Task objective: Turn the records starting at the line containing "Where can the forest" and ending at the line containing "<point>217,618</point>" into a numbered list, omitting blank lines.

Material for the task:
== == ==
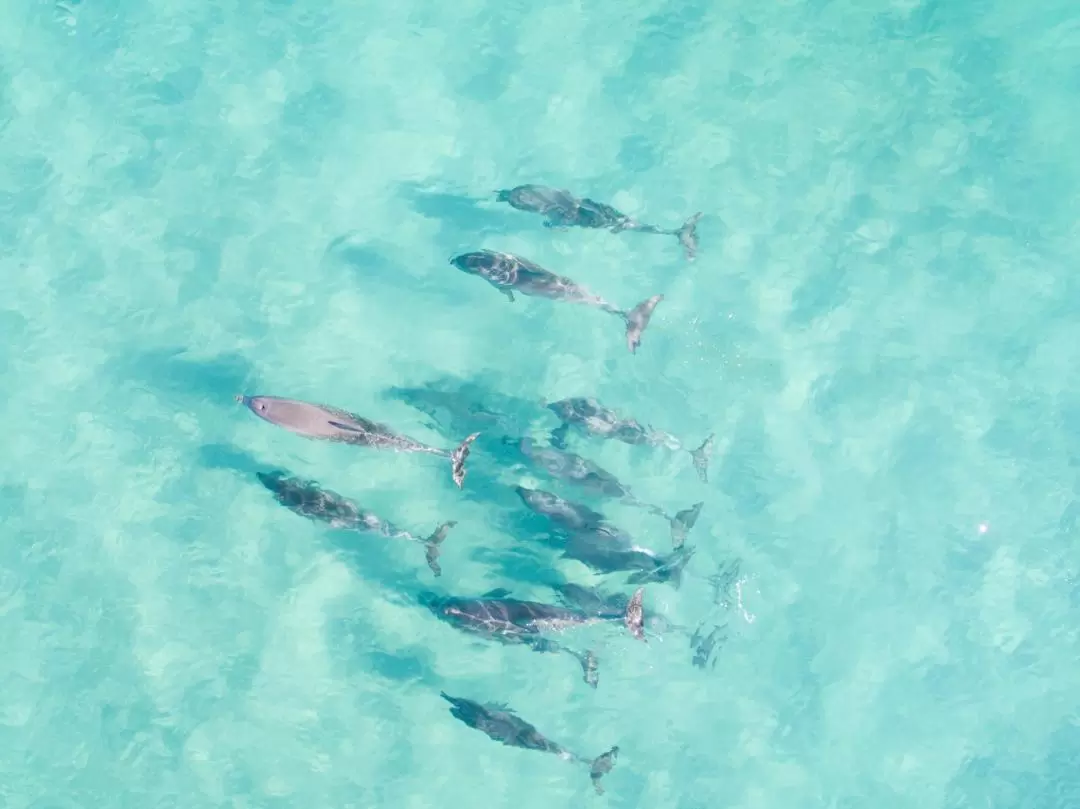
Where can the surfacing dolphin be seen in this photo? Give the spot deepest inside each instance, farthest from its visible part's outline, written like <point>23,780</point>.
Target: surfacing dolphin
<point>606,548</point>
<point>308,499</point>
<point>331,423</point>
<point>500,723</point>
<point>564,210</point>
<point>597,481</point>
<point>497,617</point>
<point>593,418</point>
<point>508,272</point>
== == ==
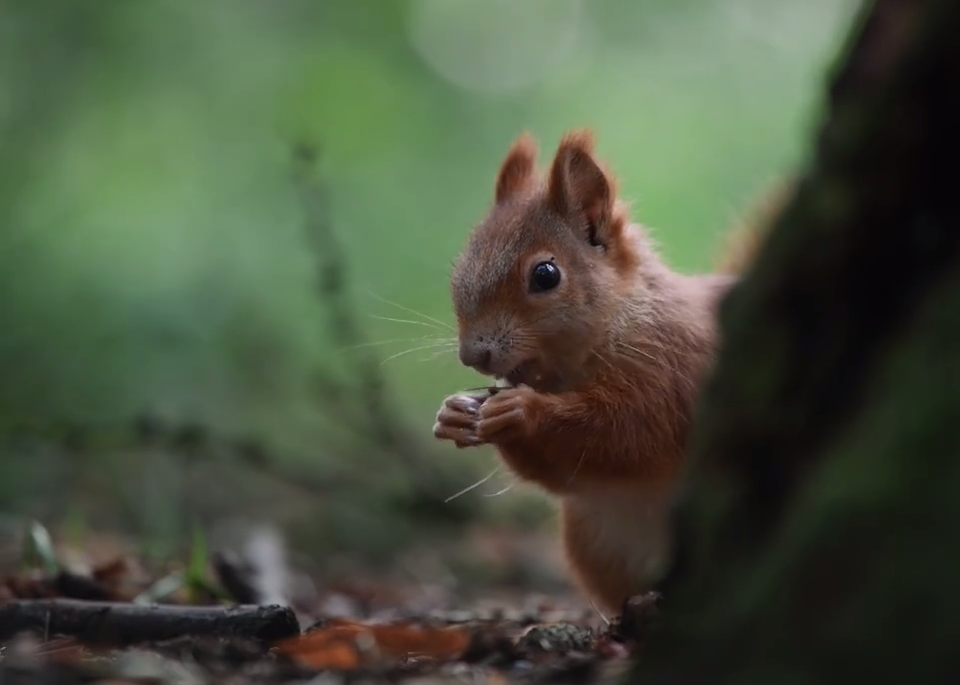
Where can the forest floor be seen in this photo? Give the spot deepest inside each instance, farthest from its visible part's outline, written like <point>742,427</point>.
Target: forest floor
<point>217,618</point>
== == ==
Right answer:
1. Where can the forest floor be seen in this photo? Give the spot deepest inside each instance, farthest from its visible part's outline, written like <point>742,427</point>.
2. Target: forest floor
3. <point>217,618</point>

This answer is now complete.